── Input data ──
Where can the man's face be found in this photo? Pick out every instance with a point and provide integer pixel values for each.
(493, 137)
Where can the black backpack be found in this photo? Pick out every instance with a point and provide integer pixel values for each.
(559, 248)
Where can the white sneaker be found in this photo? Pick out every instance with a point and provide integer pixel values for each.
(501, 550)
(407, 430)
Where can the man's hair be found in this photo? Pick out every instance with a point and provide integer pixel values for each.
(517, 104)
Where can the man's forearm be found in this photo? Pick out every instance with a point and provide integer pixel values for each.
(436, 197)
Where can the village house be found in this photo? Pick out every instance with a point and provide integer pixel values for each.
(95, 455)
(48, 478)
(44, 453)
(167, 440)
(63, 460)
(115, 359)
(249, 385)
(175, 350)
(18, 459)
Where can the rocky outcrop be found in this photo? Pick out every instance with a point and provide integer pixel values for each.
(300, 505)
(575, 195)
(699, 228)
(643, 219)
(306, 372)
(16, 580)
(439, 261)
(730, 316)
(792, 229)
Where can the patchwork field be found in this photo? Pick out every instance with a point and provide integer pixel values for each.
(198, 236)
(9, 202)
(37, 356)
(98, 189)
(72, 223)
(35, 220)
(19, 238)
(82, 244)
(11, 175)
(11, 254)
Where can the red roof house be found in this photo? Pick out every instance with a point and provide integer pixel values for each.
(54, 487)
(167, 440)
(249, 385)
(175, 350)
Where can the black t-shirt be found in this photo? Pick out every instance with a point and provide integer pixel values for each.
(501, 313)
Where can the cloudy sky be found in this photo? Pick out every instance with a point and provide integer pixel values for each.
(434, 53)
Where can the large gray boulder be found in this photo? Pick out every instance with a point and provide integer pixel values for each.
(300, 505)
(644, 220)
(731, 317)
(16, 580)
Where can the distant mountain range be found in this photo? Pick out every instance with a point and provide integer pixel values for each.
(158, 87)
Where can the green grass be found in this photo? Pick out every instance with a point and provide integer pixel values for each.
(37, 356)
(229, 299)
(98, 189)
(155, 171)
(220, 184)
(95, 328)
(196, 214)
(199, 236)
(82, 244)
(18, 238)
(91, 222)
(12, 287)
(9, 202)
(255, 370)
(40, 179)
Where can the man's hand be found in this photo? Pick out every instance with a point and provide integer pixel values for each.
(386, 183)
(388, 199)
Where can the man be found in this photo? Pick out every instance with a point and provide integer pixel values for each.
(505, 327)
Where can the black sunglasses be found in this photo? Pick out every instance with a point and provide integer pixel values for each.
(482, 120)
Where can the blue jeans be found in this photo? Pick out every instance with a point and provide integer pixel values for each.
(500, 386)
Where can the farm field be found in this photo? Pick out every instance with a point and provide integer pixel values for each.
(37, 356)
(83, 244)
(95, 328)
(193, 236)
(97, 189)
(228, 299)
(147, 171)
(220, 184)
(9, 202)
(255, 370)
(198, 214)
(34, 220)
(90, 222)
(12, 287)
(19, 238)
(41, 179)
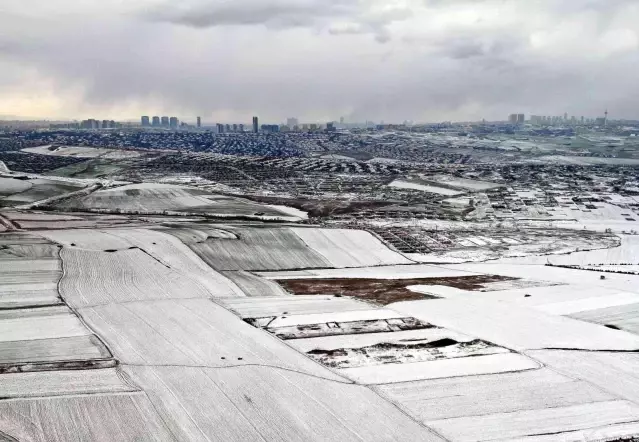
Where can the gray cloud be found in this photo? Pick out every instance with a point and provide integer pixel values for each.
(319, 59)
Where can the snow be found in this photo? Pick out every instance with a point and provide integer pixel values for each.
(516, 327)
(124, 417)
(349, 248)
(491, 394)
(82, 152)
(290, 211)
(9, 186)
(259, 249)
(41, 323)
(194, 332)
(290, 305)
(385, 272)
(521, 424)
(62, 383)
(442, 368)
(261, 403)
(52, 350)
(587, 304)
(368, 339)
(334, 316)
(255, 286)
(400, 184)
(140, 277)
(617, 373)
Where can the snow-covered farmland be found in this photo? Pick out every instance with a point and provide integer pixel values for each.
(190, 332)
(82, 152)
(33, 190)
(64, 383)
(153, 198)
(290, 305)
(255, 286)
(402, 184)
(9, 186)
(440, 368)
(349, 248)
(520, 424)
(29, 271)
(259, 249)
(262, 403)
(182, 266)
(491, 394)
(96, 417)
(385, 272)
(516, 327)
(140, 277)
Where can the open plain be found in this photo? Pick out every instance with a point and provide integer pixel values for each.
(323, 296)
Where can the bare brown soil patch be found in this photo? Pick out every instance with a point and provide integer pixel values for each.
(384, 291)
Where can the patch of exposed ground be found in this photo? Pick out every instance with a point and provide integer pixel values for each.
(389, 353)
(318, 208)
(340, 328)
(384, 291)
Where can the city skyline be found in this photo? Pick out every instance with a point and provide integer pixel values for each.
(376, 60)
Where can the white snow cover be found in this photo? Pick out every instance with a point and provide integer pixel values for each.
(258, 403)
(401, 184)
(516, 327)
(191, 332)
(349, 248)
(82, 152)
(442, 368)
(521, 424)
(385, 272)
(290, 305)
(62, 383)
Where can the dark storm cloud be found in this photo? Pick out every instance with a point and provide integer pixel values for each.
(278, 13)
(318, 59)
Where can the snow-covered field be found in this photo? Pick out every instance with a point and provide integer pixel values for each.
(385, 272)
(82, 152)
(349, 248)
(401, 184)
(155, 198)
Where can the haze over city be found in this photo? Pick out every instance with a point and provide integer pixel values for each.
(318, 59)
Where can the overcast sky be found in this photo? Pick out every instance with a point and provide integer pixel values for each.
(226, 60)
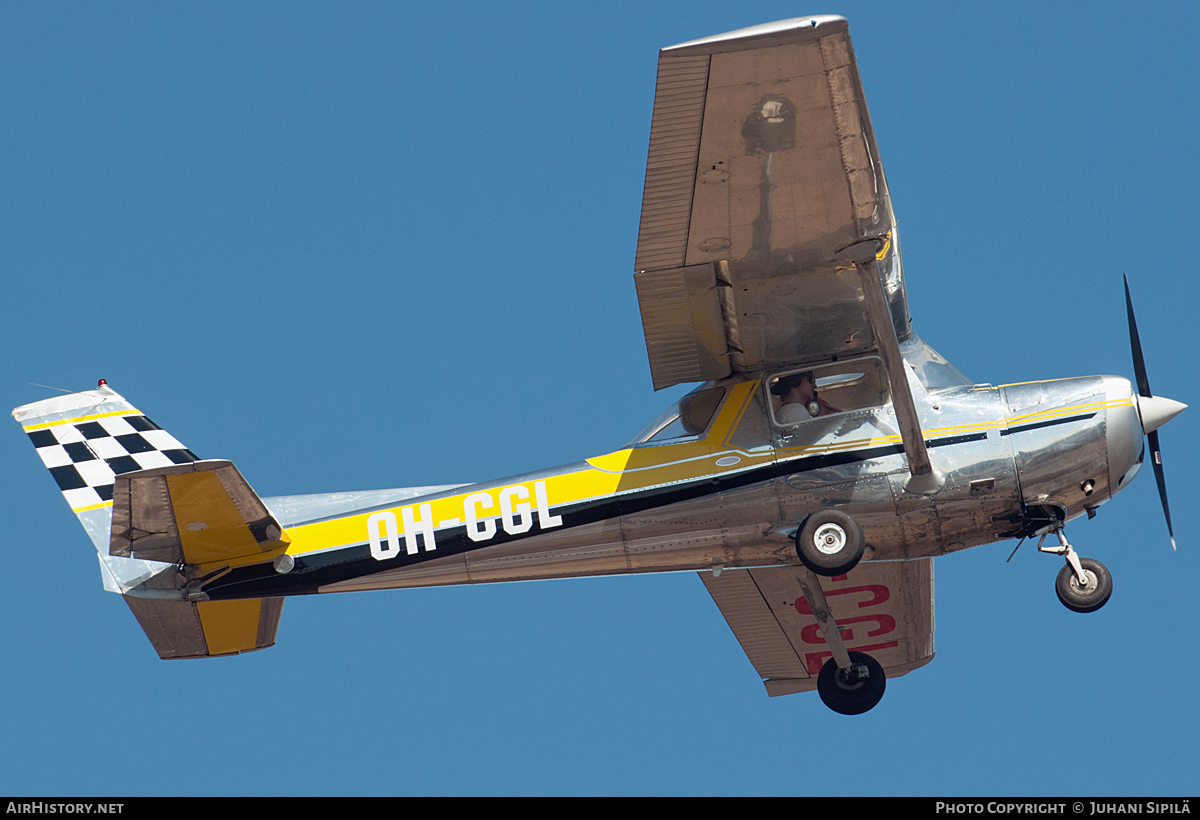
───
__Work instructions__
Pick out every line in the material above that contains the word "house".

__Task output__
Where can the village house be found in this photo? Pick out every instance with a point and provide integer pixel values for each.
Where can the red roof house be found in this photo? Pick out every instance with a point and provide integer pixel values for each.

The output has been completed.